## Records from a collection:

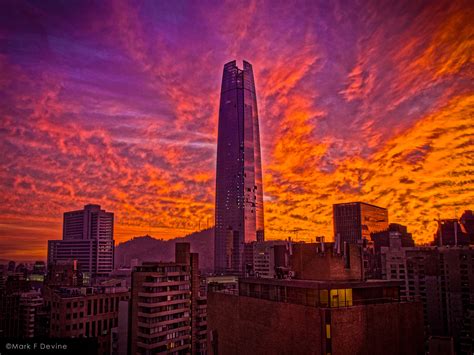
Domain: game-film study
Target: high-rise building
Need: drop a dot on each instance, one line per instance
(239, 188)
(355, 221)
(442, 278)
(88, 237)
(451, 232)
(166, 307)
(326, 309)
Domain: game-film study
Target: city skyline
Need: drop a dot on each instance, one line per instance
(120, 108)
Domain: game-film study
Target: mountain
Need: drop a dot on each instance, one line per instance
(147, 248)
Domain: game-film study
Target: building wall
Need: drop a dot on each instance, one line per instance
(92, 315)
(252, 326)
(391, 328)
(442, 278)
(245, 325)
(87, 237)
(239, 188)
(354, 221)
(310, 262)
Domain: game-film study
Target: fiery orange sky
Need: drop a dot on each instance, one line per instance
(116, 104)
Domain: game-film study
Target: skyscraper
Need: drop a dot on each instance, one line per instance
(355, 221)
(88, 237)
(239, 189)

## Aim of the exercise:
Rewrite every line of the listing above, requests included, with each coordinate in the answer points multiplied by 0.7 and rounded to a whole number, halves rounding up. Leave the pictures out.

## Solved exercise:
Domain: game-film study
Target: high-rise building
Need: drop a dot on each instance, one line per instance
(167, 132)
(249, 155)
(309, 195)
(62, 166)
(316, 162)
(116, 215)
(228, 216)
Domain: game-film study
Target: city skyline
Need: drop a dot on each instance, one line per instance
(84, 76)
Domain: game-film study
Target: mountain
Need: drop a dot on each instance, one line per instance
(103, 174)
Domain: game-film study
Target: building wall
Need: drop a dot on each instance, one line per instance
(64, 221)
(176, 228)
(274, 230)
(309, 195)
(172, 228)
(61, 166)
(167, 132)
(248, 155)
(217, 183)
Domain: game-film study
Target: fiery orange sky
Need: drop a dot on each instance, one line per instance
(81, 73)
Domain: game-film study
Target: skyscraper
Need: drop a dot on each instance, one line per instance
(249, 155)
(62, 166)
(167, 132)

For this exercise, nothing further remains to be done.